* [TO BE DONE]:
Can you retype every one of the items below word for word, changing nothing?

===== DATA FOR THIS EXERCISE

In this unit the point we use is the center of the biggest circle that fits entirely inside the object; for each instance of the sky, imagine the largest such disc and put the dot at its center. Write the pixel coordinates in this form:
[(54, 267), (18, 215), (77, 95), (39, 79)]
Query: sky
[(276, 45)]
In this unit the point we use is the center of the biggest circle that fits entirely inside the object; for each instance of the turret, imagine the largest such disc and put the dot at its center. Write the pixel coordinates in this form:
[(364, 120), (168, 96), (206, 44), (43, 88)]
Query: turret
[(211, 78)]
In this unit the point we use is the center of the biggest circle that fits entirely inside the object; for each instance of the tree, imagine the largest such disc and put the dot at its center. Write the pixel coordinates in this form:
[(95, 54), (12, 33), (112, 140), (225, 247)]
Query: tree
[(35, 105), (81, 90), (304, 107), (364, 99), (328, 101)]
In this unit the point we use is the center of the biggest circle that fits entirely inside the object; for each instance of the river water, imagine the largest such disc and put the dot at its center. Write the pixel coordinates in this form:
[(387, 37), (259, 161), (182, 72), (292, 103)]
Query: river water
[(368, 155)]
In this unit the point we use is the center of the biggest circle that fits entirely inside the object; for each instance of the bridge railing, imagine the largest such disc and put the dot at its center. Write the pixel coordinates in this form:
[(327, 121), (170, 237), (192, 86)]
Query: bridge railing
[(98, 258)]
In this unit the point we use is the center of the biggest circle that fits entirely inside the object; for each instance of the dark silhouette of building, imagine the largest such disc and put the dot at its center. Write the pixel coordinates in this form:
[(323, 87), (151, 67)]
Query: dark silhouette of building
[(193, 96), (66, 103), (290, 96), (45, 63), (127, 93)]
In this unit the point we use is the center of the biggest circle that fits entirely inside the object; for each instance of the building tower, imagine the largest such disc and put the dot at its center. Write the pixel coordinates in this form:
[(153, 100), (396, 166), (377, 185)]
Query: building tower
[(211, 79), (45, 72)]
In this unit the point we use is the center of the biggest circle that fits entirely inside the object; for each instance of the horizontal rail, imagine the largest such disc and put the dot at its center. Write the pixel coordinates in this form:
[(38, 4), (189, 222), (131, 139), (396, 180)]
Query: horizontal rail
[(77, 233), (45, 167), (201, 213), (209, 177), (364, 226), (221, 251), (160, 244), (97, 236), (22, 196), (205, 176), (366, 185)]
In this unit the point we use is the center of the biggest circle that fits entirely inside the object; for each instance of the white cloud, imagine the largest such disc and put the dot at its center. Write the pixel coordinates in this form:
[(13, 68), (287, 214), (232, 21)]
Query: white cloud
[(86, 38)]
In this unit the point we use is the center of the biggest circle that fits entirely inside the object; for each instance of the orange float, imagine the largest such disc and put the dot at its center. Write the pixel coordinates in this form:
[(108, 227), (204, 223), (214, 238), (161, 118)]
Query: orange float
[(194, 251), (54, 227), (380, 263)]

==========

* [TASK ANSWER]:
In this unit the point we use is the center of the biggest circle that fits entirely inside the object; for each instance of the sky, imagine the largest such disc and put the dot at its center. Write the pixel coordinates in this form:
[(54, 267), (18, 215), (77, 95), (39, 79)]
Query: sky
[(276, 45)]
In this unit the point we use is the center of the biggest circle that fits entirely inside the object; for each instance of the turret, imagine the largest such disc and put the dot at its center. Write the pixel coordinates in this form:
[(364, 120), (168, 96), (206, 44), (43, 88)]
Query: turret
[(211, 78)]
In this unit the point we use is the center of the biggest circle that fits entirely inside the object; for each instance of the tree, imagine the largest such disc and put the dot at its center. Write the pixel coordinates in this form:
[(95, 54), (12, 33), (112, 140), (225, 247)]
Query: tree
[(35, 105), (81, 90), (304, 107), (364, 99), (328, 101)]
In this unit the point we use is the center of the biggest circle that fits entirely inside the object; for each instance of the river water, imagine the largest such disc and put the dot at its center. Write the pixel coordinates in this form:
[(387, 37), (259, 161), (182, 72), (292, 103)]
Query: river water
[(368, 155)]
In this unit the point we use is the center of the biggest circle that fits entirely inside the object; for each instance of the bridge railing, imagine the largest such disc and put the dot at its center. Write the pixel coordinates in this form:
[(327, 121), (170, 237), (192, 86)]
Query: bridge railing
[(98, 258)]
In this unit the point we use is the center of the biggest circle that fits entirely inside the object; for each instance of the dark silhouette of building, imagine the largest such disc and put the dot at its center. Write the pixel coordinates in this form:
[(323, 87), (151, 67)]
Query: dark silhouette of building
[(193, 96), (66, 103), (290, 96), (45, 63), (127, 93)]
In this unit the point we use is the center of the biggest circle that fits entirely inside the object; for each instance of the building tower, imagine the largest such disc and put the dot at its center. Write the pixel coordinates in this form:
[(153, 100), (396, 166), (377, 185)]
Query: building tower
[(211, 79), (45, 72)]
In this unit the point we use is the center of the biggest circle that fits entirely inside the object; for each instance of the horizontal rail, imagine the largest such disc and put the dot at its center. Write the pixel coordinates in this form:
[(38, 4), (189, 222), (131, 139), (396, 180)]
Query: horizontal rail
[(77, 233), (45, 167), (201, 213), (209, 177), (364, 226), (221, 251), (160, 244), (97, 236), (22, 196), (205, 176), (366, 185)]
In this unit the point we use is the center of the biggest circle that fits entirely inside the object; for each instance of the white cloud, imagine the largest such disc and put the dot at its center. Write the pixel coordinates in this form:
[(13, 68), (287, 214), (232, 21)]
Query: white cloud
[(86, 38)]
In this unit the point we use is the center of the biggest circle that fits entirely inside the object; for each instance of the orange float, imagine the largest such disc and put the dot at its center. Write the pixel coordinates in this form:
[(108, 227), (204, 223), (214, 238), (161, 118)]
Query: orange float
[(194, 251), (54, 227), (380, 263)]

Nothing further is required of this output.